Exercise brief
Copy each of the records below word for word, with every line in its original order.

Data provided
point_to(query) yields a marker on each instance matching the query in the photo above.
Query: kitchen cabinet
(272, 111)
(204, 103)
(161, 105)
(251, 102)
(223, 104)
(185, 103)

The response
point_to(query) yields a marker on each instance matching the query in the photo above.
Query: kitchen cabinet
(272, 111)
(204, 103)
(161, 105)
(251, 102)
(223, 104)
(185, 103)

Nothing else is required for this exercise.